EXTRACT TO READ:

= List of cyclists in the 1921 Tour de France =

List of cyclists

In the 1921 Tour de France, two veteran cyclists who joined the race were Ernest Paul and Lucien Pothier, both forty years old. Paul rode his first Tour de France in 1908, while Pothier had started in the first Tour de France in 1903, and finished second.
The winner of 1920, Philippe Thys, was the dominant stage racer of the time, but he was recovering from an illness and could not compete for the victory.

The economic impact of World War I was still not over, so as in the previous years there were not sponsored teams, but the cycling companies had bundled their forces under the nick La Sportive. The cyclists were divided in two categories, this time named 1ère class (first class), the professionals, and 2ème classe (second class), the amateurs. This year, some of the second class cyclists would finish higher than some of the first class cyclists.

The 1921 Tour de France saw the introduction of foreign press. They followed the race in their own cars.
For the first time, an inhabitant from Monaco joined the Tour de France. Laurent Devalle needed more than twenty-seven hours for the fifth stage, and would finally give up in the eleventh stage.

EXTRACTED RECORDS:
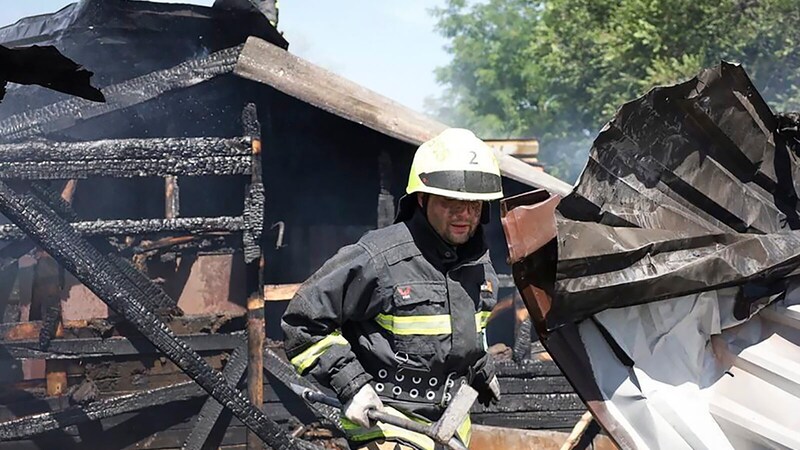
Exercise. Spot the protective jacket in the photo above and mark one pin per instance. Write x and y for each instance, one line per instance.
(400, 309)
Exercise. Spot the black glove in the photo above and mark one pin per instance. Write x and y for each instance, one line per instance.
(484, 380)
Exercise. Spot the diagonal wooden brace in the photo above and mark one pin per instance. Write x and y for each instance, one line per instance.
(105, 280)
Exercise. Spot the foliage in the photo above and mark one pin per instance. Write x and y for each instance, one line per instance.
(558, 69)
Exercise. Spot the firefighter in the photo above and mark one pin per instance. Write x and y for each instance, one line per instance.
(396, 321)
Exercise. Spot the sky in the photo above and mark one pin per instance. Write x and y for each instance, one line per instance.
(389, 46)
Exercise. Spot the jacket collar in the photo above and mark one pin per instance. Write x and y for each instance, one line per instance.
(438, 252)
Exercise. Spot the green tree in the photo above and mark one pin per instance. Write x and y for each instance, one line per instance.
(558, 69)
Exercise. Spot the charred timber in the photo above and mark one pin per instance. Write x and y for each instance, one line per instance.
(286, 374)
(40, 423)
(68, 113)
(212, 409)
(158, 300)
(143, 226)
(94, 270)
(124, 149)
(82, 348)
(128, 168)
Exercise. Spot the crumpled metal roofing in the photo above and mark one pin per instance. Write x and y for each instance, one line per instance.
(689, 188)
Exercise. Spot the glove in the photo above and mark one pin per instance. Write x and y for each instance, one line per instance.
(365, 399)
(484, 380)
(490, 395)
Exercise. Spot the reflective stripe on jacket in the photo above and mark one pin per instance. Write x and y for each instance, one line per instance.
(401, 309)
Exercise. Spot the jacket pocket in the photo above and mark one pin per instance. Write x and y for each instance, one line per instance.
(419, 298)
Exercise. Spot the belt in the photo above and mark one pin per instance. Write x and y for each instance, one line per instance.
(412, 386)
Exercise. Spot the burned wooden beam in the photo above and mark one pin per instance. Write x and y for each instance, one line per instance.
(143, 226)
(82, 348)
(172, 197)
(254, 258)
(67, 113)
(286, 374)
(124, 149)
(40, 423)
(94, 270)
(157, 299)
(129, 168)
(211, 408)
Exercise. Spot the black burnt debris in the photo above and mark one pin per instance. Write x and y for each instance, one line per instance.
(177, 218)
(47, 67)
(689, 189)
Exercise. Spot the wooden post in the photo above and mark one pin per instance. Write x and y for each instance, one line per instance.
(172, 197)
(256, 331)
(522, 330)
(56, 372)
(255, 263)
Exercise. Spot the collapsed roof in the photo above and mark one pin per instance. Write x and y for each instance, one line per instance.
(648, 281)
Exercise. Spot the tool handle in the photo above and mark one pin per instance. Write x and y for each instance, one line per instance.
(453, 443)
(380, 416)
(319, 397)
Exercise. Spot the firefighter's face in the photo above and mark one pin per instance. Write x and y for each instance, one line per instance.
(454, 220)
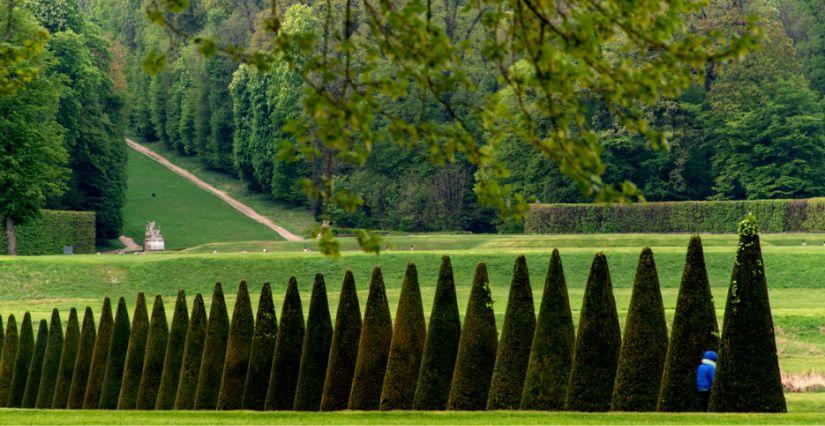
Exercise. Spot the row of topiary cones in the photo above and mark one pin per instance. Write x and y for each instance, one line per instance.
(259, 363)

PROBLEMS TO SOLVE:
1. Decide whether each statement agrees with the 1921 Tour de France text, answering yes or no and quoting the words of the text that settle it. (a) Lucien Pothier finished second in the first Tour de France in 1903. (b) Sponsored teams took part in the 1921 race. (c) Laurent Devalle completed every stage of the race.
2. Please edit the passage of the 1921 Tour de France text that opens with "The winner of" and closes with "first class cyclists.", putting "name" in place of "nick".

COMPLETE ANSWERS:
1.
(a) Yes: "Pothier had started in the first Tour de France in 1903, and finished second."
(b) No: "there were not sponsored teams"
(c) No: "would finally give up in the eleventh stage"

2.
The winner of 1920, Philippe Thys, was the dominant stage racer of the time, but he was recovering from an illness and could not compete for the victory.

The economic impact of World War I was still not over, so as in the previous years there were not sponsored teams, but the cycling companies had bundled their forces under the name La Sportive. The cyclists were divided in two categories, this time named 1ère class (first class), the professionals, and 2ème classe (second class), the amateurs. This year, some of the second class cyclists would finish higher than some of the first class cyclists.